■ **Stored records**

=======

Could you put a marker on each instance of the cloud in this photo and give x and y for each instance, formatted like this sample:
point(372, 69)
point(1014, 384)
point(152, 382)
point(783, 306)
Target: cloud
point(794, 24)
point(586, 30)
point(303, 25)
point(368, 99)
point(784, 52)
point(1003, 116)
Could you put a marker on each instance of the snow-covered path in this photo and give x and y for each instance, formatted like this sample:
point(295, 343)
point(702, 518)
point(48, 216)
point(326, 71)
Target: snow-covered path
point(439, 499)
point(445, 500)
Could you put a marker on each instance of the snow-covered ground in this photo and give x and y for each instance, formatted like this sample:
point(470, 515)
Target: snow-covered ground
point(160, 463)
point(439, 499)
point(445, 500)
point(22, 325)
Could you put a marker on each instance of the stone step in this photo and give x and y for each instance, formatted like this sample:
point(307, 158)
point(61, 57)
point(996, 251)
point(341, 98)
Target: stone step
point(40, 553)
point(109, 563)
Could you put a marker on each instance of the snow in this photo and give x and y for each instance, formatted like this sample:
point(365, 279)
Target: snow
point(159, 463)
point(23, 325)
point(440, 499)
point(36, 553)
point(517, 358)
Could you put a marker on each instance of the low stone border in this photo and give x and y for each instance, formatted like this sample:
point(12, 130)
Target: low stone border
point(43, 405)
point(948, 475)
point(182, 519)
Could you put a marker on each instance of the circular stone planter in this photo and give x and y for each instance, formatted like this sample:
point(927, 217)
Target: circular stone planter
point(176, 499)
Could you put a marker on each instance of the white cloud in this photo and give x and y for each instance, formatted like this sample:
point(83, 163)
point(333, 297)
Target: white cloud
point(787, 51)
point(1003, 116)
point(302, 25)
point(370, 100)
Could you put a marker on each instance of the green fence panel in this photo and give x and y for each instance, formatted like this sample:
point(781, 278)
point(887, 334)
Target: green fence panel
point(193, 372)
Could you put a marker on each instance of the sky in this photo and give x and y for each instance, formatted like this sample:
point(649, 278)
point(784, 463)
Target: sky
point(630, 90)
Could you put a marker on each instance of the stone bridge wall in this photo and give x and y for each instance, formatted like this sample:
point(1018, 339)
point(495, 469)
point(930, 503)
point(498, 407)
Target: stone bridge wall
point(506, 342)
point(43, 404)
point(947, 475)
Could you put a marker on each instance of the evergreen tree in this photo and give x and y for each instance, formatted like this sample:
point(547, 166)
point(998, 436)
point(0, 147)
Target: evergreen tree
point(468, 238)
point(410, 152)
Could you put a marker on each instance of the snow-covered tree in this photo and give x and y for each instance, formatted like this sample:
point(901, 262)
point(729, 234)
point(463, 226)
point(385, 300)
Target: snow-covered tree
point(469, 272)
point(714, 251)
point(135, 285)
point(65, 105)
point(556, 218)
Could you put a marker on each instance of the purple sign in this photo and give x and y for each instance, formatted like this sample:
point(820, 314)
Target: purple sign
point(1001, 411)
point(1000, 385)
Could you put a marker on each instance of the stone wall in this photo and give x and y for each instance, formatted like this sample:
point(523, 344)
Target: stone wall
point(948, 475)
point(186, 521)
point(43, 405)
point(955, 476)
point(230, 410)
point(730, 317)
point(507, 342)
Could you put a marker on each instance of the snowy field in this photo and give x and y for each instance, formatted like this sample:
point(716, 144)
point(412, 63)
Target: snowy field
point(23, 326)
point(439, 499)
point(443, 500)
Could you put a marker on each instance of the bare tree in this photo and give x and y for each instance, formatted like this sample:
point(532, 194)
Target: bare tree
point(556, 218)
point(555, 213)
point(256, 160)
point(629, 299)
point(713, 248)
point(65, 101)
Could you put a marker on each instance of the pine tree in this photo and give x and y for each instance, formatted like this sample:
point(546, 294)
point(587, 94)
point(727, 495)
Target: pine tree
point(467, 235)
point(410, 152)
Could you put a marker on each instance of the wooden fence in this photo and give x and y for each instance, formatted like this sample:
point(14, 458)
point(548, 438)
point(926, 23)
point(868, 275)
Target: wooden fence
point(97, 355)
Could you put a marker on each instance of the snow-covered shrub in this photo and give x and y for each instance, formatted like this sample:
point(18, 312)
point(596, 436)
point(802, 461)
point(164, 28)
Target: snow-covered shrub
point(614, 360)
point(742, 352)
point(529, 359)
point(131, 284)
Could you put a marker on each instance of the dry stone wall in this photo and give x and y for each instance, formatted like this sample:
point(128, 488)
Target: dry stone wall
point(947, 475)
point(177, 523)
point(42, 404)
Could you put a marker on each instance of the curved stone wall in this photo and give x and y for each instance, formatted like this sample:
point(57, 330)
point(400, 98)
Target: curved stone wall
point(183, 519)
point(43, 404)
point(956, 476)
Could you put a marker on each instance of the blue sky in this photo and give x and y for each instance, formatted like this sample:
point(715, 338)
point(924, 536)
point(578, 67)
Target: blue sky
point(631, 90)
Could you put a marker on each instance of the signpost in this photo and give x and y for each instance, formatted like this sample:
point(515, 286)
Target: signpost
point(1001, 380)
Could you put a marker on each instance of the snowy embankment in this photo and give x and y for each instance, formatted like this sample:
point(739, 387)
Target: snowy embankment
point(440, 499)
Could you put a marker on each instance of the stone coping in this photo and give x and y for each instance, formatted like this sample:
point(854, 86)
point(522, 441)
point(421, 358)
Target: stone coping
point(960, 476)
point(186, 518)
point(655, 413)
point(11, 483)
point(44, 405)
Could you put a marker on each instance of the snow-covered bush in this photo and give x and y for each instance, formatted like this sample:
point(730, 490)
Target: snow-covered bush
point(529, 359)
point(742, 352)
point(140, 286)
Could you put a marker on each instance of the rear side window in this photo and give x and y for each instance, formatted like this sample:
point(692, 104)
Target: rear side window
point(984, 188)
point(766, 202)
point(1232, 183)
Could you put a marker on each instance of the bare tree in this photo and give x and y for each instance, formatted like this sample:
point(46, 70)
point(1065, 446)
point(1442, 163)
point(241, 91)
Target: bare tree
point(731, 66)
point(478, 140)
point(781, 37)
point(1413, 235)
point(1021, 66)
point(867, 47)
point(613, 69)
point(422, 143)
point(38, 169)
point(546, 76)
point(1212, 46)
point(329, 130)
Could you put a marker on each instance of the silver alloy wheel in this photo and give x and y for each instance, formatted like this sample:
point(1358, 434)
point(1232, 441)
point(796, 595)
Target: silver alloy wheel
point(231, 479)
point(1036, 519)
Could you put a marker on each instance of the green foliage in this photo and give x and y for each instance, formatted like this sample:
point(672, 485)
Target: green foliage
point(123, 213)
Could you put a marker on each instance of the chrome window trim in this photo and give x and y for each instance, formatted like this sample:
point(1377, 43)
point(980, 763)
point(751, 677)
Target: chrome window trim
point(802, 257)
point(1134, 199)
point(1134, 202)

=======

■ **What is required**
Line by line, set the records above down again exactly.

■ **Written solution**
Could you put a marker on each instance of the cloud in this photo and give x and y for each instance, formatted like this sample:
point(372, 69)
point(1014, 384)
point(152, 382)
point(783, 306)
Target: cloud
point(794, 24)
point(586, 30)
point(303, 25)
point(368, 99)
point(784, 52)
point(1003, 116)
Could you put a marker on each instance of the snow-covered path in this photo and give x and y for each instance, formatted like this sample:
point(295, 343)
point(702, 518)
point(48, 216)
point(326, 71)
Target: snow-covered path
point(439, 499)
point(445, 500)
Could you put a marker on each instance of the snow-covered ground in this photo and give x and y for each instance, formatted like this sample:
point(470, 515)
Target: snow-covered ground
point(160, 463)
point(439, 499)
point(445, 500)
point(22, 325)
Could you put a marker on each instance of the stone step in this photo and give x and y for each instance, formatted like this sample:
point(307, 158)
point(61, 57)
point(996, 251)
point(341, 98)
Target: stone step
point(40, 553)
point(109, 563)
Could you put a marker on each instance of the snow in this photo and give x and y for each instance, formatted like this sample:
point(365, 279)
Target: snow
point(159, 463)
point(23, 325)
point(440, 499)
point(36, 553)
point(517, 358)
Could you put a marker on each instance of the low stone border in this photo and give x and y for each instance, formatted like this sample:
point(12, 130)
Target: low stone border
point(43, 405)
point(948, 475)
point(182, 519)
Could you put a marker on each instance of the circular stone planter in this photo and give x and y for each instance, formatted like this sample:
point(927, 217)
Target: circular stone planter
point(176, 499)
Could you put a marker on each instance of the white cloud in this photo and give x and y for each instance, formatted like this sample:
point(83, 163)
point(333, 297)
Target: white cloud
point(787, 51)
point(1003, 116)
point(302, 25)
point(370, 100)
Could you put a marker on each instance of the green fence panel in this photo and give x and y for each instance, formatted like this sample:
point(781, 278)
point(887, 334)
Target: green fence panel
point(193, 372)
Could you put a marker on each instance of the sky in this photo and give x and y for each instance, formatted like this sample:
point(649, 278)
point(784, 463)
Target: sky
point(630, 90)
Could you put a marker on each instance of the stone bridge wall in this photo and give x and y for each instance, formatted like this sample:
point(1018, 339)
point(495, 469)
point(930, 503)
point(498, 407)
Target: stone bridge wall
point(506, 342)
point(43, 404)
point(947, 475)
Could you put a marker on each instance of the evergreen tree in this photo and give x and y for each instance, formatted like this sample:
point(547, 166)
point(998, 436)
point(0, 147)
Target: evergreen tree
point(468, 238)
point(410, 152)
Could you put a marker on each instance of the snow-covered tree in this photo and give x and y for each instance, formatted like this sample:
point(901, 262)
point(729, 234)
point(463, 226)
point(385, 300)
Target: snow-covered tree
point(469, 272)
point(714, 251)
point(135, 285)
point(65, 105)
point(556, 218)
Could you put a marker on each instance of the purple sign in this photo and give x and y for each instance, formatted like this sample:
point(820, 314)
Target: purple sign
point(1001, 411)
point(1000, 385)
Could you put a marker on each instance of the stone wall in this photo and give x and y for each instance, formatted like this sample:
point(523, 344)
Target: stone wall
point(948, 475)
point(186, 521)
point(43, 405)
point(955, 476)
point(230, 410)
point(730, 317)
point(507, 342)
Could you put a marker on each instance of the snowy field in this photo and give x and y for each instance, formatted like this sample:
point(716, 144)
point(412, 63)
Target: snowy field
point(23, 326)
point(439, 499)
point(443, 500)
Could you put a marker on each instance of the bare tree in this photo and give x and y for each instance, formatted like this sample:
point(532, 194)
Target: bare tree
point(556, 218)
point(555, 213)
point(256, 160)
point(629, 299)
point(713, 248)
point(65, 101)
Could you put a marker on each instance of the pine tree in this photo and give x and y for each instance, formatted like this sample:
point(546, 294)
point(587, 94)
point(727, 495)
Target: pine tree
point(467, 235)
point(410, 152)
Could you put a marker on each instance of the wooden fence in this photo and give x and y for each instance, formatted like this sample:
point(14, 458)
point(548, 438)
point(926, 23)
point(868, 275)
Target: wooden fence
point(97, 355)
Could you put a marker on each instance of the snow-covered shrub in this photo and give x and y for each instance, formatted like this sample:
point(18, 312)
point(596, 436)
point(802, 461)
point(164, 28)
Target: snow-covered shrub
point(614, 360)
point(742, 352)
point(529, 359)
point(131, 284)
Could you put a marker on each instance of the dry stone wall in this photo and give x and y for each instance, formatted like this sample:
point(128, 488)
Target: dry stone wall
point(947, 475)
point(177, 523)
point(42, 404)
Could you put a marker on each instance of the curved stone wall in this photo and give x and y for each instance, formatted like this sample:
point(57, 330)
point(400, 98)
Target: curved stone wall
point(183, 519)
point(43, 404)
point(956, 476)
Could you put a marker on each instance of the blue sky in this photo and give x and y for each instance, formatted like this sample:
point(715, 338)
point(924, 536)
point(578, 67)
Target: blue sky
point(631, 90)
Could you put a marker on each instance of the signpost in this photo and give x and y for each instance, formatted like this sample:
point(515, 286)
Target: signpost
point(1001, 380)
Could you put a marker on each instance of the snowy embankment in this photo and give x and y for each instance, formatted like this sample:
point(739, 387)
Target: snowy embankment
point(440, 499)
Could you put a marker on each instance of the stone coping in this photo and give x and y for each instance, formatted like this sample:
point(854, 86)
point(522, 441)
point(421, 358)
Target: stone coping
point(960, 476)
point(186, 518)
point(655, 413)
point(11, 483)
point(44, 405)
Could you put a marker on each instance of the snow-covered bush in this photo and give x and y for each instance, formatted like this sample:
point(730, 490)
Target: snow-covered bush
point(529, 359)
point(742, 352)
point(140, 286)
Could you put a marker on each instance of the rear side window in this photo and give x and y for each instance, formatted like this sample:
point(692, 104)
Target: rear side window
point(984, 188)
point(766, 202)
point(1232, 183)
Could you put a marker on each instance of the bare tree in this photo and give x and y for each instance, formatted like this sample:
point(46, 70)
point(1065, 446)
point(1442, 163)
point(241, 91)
Target: bare tree
point(731, 66)
point(478, 140)
point(781, 37)
point(1413, 235)
point(1021, 66)
point(867, 47)
point(613, 69)
point(422, 143)
point(38, 169)
point(546, 76)
point(1212, 46)
point(329, 130)
Could you put a marker on each instance of the silver alloy wheel in this photo and give x and y for each instance, formatted like this sample:
point(1358, 434)
point(1232, 441)
point(796, 595)
Target: silver alloy wheel
point(231, 479)
point(1036, 519)
Could you put a marker on each instance of the green foliage in this photo and give x and y for each instance, formatted like this sample:
point(672, 485)
Target: green foliage
point(123, 213)
Could you put a marker on each instance of the chrome window trim in this photo and give x and y for each instance, formatted like this sample:
point(1377, 43)
point(980, 763)
point(751, 677)
Target: chrome window trim
point(802, 257)
point(1134, 199)
point(1134, 202)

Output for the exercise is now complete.